**Exercise materials**
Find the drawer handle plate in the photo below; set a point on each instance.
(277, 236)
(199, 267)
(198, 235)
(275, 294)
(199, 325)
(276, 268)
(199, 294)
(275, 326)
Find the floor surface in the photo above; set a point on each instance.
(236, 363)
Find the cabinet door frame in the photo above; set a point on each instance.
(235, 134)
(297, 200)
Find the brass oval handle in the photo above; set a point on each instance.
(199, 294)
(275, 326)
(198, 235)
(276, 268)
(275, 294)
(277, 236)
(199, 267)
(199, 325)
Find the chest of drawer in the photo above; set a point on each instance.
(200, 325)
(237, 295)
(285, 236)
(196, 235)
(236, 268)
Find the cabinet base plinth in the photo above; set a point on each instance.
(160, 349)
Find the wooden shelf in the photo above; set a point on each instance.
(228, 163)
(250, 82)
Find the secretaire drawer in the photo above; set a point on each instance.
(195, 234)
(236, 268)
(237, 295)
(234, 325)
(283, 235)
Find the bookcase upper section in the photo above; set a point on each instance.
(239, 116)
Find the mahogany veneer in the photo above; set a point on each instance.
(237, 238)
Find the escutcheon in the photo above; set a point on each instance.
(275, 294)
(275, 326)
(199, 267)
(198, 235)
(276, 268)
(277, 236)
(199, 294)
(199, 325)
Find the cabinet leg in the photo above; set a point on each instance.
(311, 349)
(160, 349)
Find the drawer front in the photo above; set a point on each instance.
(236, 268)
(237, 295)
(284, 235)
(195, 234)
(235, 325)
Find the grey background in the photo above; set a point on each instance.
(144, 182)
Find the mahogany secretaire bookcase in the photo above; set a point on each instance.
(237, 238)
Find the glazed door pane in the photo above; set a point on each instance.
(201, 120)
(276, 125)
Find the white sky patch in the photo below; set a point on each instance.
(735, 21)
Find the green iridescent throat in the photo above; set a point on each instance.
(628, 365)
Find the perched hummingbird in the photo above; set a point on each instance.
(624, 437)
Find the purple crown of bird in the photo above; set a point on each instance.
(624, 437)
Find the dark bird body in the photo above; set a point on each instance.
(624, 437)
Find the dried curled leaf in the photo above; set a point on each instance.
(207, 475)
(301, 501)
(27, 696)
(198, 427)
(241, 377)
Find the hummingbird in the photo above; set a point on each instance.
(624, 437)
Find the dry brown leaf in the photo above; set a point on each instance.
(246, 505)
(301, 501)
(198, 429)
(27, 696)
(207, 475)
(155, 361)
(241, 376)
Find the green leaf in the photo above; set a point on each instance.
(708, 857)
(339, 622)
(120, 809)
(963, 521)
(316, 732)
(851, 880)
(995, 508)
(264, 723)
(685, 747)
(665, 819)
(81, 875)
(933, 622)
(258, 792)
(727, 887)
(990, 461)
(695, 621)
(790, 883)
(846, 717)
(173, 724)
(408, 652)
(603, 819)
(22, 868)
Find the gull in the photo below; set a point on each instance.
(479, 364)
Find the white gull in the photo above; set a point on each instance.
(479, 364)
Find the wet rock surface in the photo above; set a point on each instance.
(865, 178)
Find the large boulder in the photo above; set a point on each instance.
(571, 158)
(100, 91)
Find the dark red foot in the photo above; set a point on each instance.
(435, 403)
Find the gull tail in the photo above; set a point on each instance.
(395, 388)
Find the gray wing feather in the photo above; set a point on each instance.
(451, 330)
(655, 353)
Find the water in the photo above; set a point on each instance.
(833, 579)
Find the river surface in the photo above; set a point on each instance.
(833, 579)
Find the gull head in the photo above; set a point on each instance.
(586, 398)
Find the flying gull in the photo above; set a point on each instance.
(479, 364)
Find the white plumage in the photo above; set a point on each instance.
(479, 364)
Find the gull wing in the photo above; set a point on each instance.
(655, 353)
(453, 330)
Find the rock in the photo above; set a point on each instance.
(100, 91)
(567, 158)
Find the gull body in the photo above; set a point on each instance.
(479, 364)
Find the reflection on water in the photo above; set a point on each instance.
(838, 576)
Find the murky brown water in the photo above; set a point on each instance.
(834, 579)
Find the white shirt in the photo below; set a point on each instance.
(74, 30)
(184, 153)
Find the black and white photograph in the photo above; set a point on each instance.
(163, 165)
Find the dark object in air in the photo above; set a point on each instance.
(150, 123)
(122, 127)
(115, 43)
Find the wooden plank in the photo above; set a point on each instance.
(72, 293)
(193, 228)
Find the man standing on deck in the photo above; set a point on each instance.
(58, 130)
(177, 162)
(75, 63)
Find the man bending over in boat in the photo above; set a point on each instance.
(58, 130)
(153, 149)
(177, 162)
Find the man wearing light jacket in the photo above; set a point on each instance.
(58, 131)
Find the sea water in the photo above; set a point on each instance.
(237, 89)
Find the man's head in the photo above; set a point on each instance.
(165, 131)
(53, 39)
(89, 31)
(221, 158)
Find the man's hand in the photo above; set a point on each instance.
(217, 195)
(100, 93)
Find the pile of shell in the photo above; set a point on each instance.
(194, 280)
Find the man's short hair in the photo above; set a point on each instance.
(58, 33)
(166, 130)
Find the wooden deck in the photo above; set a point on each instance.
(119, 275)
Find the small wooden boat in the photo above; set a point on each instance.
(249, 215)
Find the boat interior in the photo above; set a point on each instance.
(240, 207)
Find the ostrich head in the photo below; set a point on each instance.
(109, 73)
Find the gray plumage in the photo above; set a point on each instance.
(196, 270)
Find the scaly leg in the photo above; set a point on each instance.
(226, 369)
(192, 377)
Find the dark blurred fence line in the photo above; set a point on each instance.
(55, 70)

**Task brief**
Reproduce every row above word for word, with no changes.

**Complete output**
Find the drawer handle plate in the photo below; set a point on each instance.
(277, 236)
(199, 267)
(198, 235)
(275, 294)
(199, 325)
(276, 268)
(199, 294)
(275, 326)
Find the floor surface in the photo above; set a point on each instance.
(236, 363)
Find the cabinet door frame in the photo above; set a point on each instance.
(235, 134)
(297, 200)
Find the brass oval handle in the photo above; set a point on each instance.
(199, 294)
(275, 326)
(198, 235)
(276, 268)
(275, 294)
(277, 236)
(199, 267)
(199, 325)
Find the chest of drawer in the photo above; set a point on each instance.
(200, 325)
(237, 295)
(285, 236)
(196, 235)
(236, 268)
Find the cabinet base plinth in the photo above; set a point on each instance.
(160, 349)
Find the wooden shelf in the photo above; set a point on each instance.
(228, 163)
(250, 82)
Find the secretaire drawer in the photo above; set a point on each instance.
(195, 234)
(236, 268)
(237, 295)
(234, 325)
(283, 235)
Find the bookcase upper section in the photo above; set a point on each instance.
(239, 116)
Find the mahogany veneer in the photo above; set a point on each instance.
(237, 238)
Find the escutcheon in the photo above; set a point on each instance.
(275, 294)
(275, 326)
(199, 267)
(198, 235)
(276, 268)
(277, 236)
(199, 294)
(199, 325)
Find the cabinet leg in the photo above; set a point on each instance.
(311, 349)
(160, 349)
Find the drawer front in the photo above; set a point on each instance.
(236, 268)
(237, 295)
(284, 235)
(195, 234)
(235, 325)
Find the grey background in the photo above; set a point on each instance.
(144, 182)
Find the mahogany secretaire bookcase in the photo above; set a point on each instance.
(237, 238)
Find the glazed door pane in the photo above; set a point on each instance.
(201, 120)
(276, 125)
Find the white sky patch in the photo below; set a point on each instance.
(735, 21)
Find the green iridescent throat in the photo above; set a point on each instance.
(628, 365)
Find the perched hummingbird in the photo above; set a point on each instance.
(624, 437)
Find the purple crown of bird in the photo above; set a point on each instance.
(624, 437)
Find the dark bird body in the photo above; set a point on each instance.
(624, 437)
Find the dried curled leaf in the photo above; set a point on each instance.
(207, 475)
(301, 501)
(27, 696)
(198, 427)
(241, 377)
Find the hummingbird in the photo above; set a point on each instance.
(624, 437)
Find the dry brown leaf in the photo above; set a point on each instance.
(246, 505)
(301, 501)
(198, 429)
(27, 696)
(207, 475)
(155, 361)
(241, 376)
Find the green leaf in the photo above; set a point on each instance.
(708, 857)
(339, 622)
(120, 809)
(963, 521)
(316, 732)
(851, 880)
(995, 508)
(264, 723)
(685, 747)
(665, 819)
(81, 875)
(933, 622)
(258, 792)
(727, 887)
(990, 461)
(695, 621)
(790, 883)
(846, 717)
(173, 724)
(408, 652)
(603, 819)
(22, 868)
Find the gull in the photo below; set a point on each instance.
(479, 364)
Find the white gull in the photo above; set a point on each instance.
(479, 364)
Find the wet rock surface in the photo above; set a point on each instance.
(865, 178)
Find the large boulder in the photo above; set a point on each instance.
(571, 158)
(100, 91)
Find the dark red foot in the photo above; set a point on each instance.
(435, 403)
Find the gull tail in the photo above; set a point on each instance.
(395, 388)
Find the gray wing feather in the photo above; set a point on each instance.
(451, 330)
(655, 353)
Find the water in the photo above; set a point on each instance.
(833, 579)
Find the river surface in the photo above; set a point on each instance.
(833, 579)
Find the gull head in the photo above; set a point on each instance.
(586, 398)
Find the flying gull in the photo above; set a point on each instance.
(479, 364)
Find the white plumage in the photo above; set a point on each instance.
(479, 364)
Find the gull wing in the photo above; set a point on each instance.
(655, 353)
(453, 330)
Find the rock in the photo above; set a point on each instance.
(100, 91)
(567, 158)
Find the gull body in the photo above; set a point on each instance.
(479, 364)
Find the reflection on water in the photo above; set a point on each instance.
(838, 576)
Find the murky brown water in the photo above; set a point on each instance.
(834, 579)
Find the white shirt in the photo below; set a point on each instance.
(74, 30)
(184, 153)
Find the black and white photograph in the photo above; set a point on each instance.
(163, 165)
Find the dark object in air in the photo above; set a point on each instance.
(150, 123)
(122, 127)
(115, 43)
Find the wooden plank in the photo above; set a point on each instance.
(72, 293)
(193, 228)
Find the man standing on deck in the photo above; set a point on each instance.
(58, 130)
(177, 162)
(75, 63)
Find the man bending over in boat in the photo above; set a point on each instance.
(58, 130)
(153, 149)
(177, 162)
Find the man wearing light jacket in the photo above; set a point on each instance.
(58, 131)
Find the sea water in the photo above; set a point on each instance.
(237, 89)
Find the man's head in the photo above; set a point on each instance.
(165, 131)
(53, 39)
(89, 31)
(221, 158)
Find the man's hand in the photo above; set a point on each instance.
(217, 195)
(100, 93)
Find the pile of shell in the photo above; set a point on each instance.
(194, 280)
Find the man's short hair in the photo above; set a point on each instance.
(58, 33)
(166, 130)
Find the wooden deck in the photo above; set a point on each instance.
(119, 275)
Find the small wooden boat in the photo above; set a point on each instance.
(249, 215)
Find the boat interior in the photo above; set a point on each instance.
(240, 207)
Find the ostrich head in the photo below; set a point on each instance.
(109, 73)
Find the gray plumage in the photo above; set a point on each instance.
(196, 270)
Find the scaly leg in the photo above; set a point on each instance.
(226, 369)
(192, 377)
Find the dark blurred fence line in the photo above; set a point on each instance.
(55, 70)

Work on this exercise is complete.